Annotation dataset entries
★ ★ ★ ★
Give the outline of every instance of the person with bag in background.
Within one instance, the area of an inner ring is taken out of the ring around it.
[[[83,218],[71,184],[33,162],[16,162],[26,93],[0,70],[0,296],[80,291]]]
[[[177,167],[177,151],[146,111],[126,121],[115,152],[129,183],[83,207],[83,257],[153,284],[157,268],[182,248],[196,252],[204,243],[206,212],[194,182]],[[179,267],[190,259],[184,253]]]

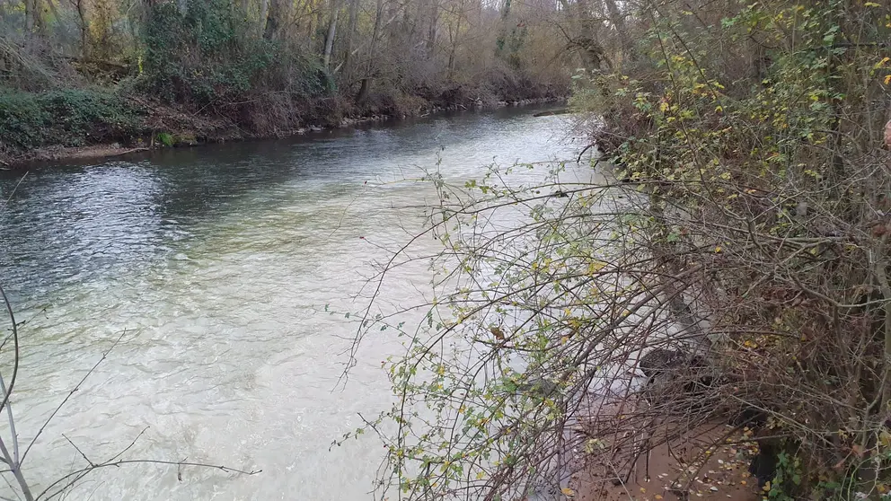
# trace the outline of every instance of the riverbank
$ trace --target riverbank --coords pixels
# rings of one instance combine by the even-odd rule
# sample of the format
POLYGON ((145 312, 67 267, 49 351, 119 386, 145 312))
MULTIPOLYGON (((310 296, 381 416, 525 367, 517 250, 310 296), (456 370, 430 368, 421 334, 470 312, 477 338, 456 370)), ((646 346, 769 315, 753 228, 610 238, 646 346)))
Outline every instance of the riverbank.
MULTIPOLYGON (((16 117, 15 105, 27 112, 27 104, 11 106, 11 100, 0 99, 0 119, 4 120, 0 125, 0 132, 4 132, 0 134, 0 167, 17 169, 35 162, 113 157, 153 149, 287 137, 450 110, 527 106, 565 100, 564 95, 548 93, 509 101, 493 96, 486 99, 463 96, 454 101, 414 98, 390 106, 358 106, 332 97, 307 102, 302 112, 294 113, 278 124, 257 127, 255 123, 243 123, 214 111, 191 110, 186 106, 172 106, 145 97, 110 98, 85 93, 72 99, 69 94, 59 92, 45 100, 46 104, 35 98, 38 104, 31 108, 37 110, 32 112, 39 111, 41 105, 53 106, 46 117, 34 119, 48 122, 37 133, 30 129, 39 128, 39 124, 29 124, 27 117, 16 117), (63 102, 59 103, 60 101, 63 102), (68 102, 71 101, 77 102, 71 106, 68 102), (340 102, 323 102, 326 101, 340 102)), ((256 119, 251 116, 247 121, 256 119)))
★ ★ ★ ★
◆ YOUR OBJECTIVE: Express every line of the rows above as a JSON list of strings, one string per line, with blank lines omitted. Leave out the picture lines.

◆ TASK SOLUTION:
[
  "Give the outline of every instance of the person with bag in background.",
  "Within one instance, the area of an inner ring is taken out of the ring around it.",
  "[[[83,218],[71,184],[33,162],[16,162],[26,93],[0,70],[0,296],[80,291]]]",
  "[[[177,167],[177,151],[146,111],[126,121],[115,152],[129,183],[83,207],[83,257],[153,284],[157,268],[182,248],[196,252],[204,243],[206,212],[194,182]],[[179,267],[190,259],[184,253]]]",
  "# trace the outline of every instance of the riverbank",
  "$ trace --target riverbank --coords pixels",
  "# rings of one instance combine by the even-odd rule",
  "# sample of the format",
  "POLYGON ((145 312, 67 267, 49 351, 119 386, 145 312))",
  "MULTIPOLYGON (((310 296, 381 416, 525 367, 517 250, 310 296), (456 370, 430 368, 421 334, 470 312, 477 338, 456 370)), ((646 346, 769 315, 753 228, 610 238, 646 346)))",
  "Outline every instance of the riverbank.",
  "MULTIPOLYGON (((16 117, 15 105, 27 112, 27 104, 11 106, 11 100, 0 99, 0 119, 4 120, 0 125, 0 132, 4 132, 0 134, 0 167, 17 169, 35 162, 113 157, 153 149, 287 137, 450 110, 527 106, 565 100, 564 95, 548 93, 509 101, 493 96, 486 99, 463 96, 454 101, 414 98, 390 106, 358 106, 332 97, 307 102, 302 112, 294 113, 278 124, 257 127, 255 123, 243 123, 214 111, 191 110, 186 106, 172 106, 145 97, 110 98, 85 93, 72 99, 69 94, 59 92, 45 100, 46 104, 35 98, 38 104, 31 108, 37 110, 32 112, 39 111, 41 105, 53 106, 46 117, 34 119, 48 122, 37 133, 30 129, 39 128, 39 124, 29 124, 27 117, 16 117), (63 102, 59 103, 60 101, 63 102), (68 102, 71 101, 77 102, 71 106, 68 102), (340 102, 323 102, 326 101, 340 102)), ((256 119, 251 116, 247 121, 256 119)))"
]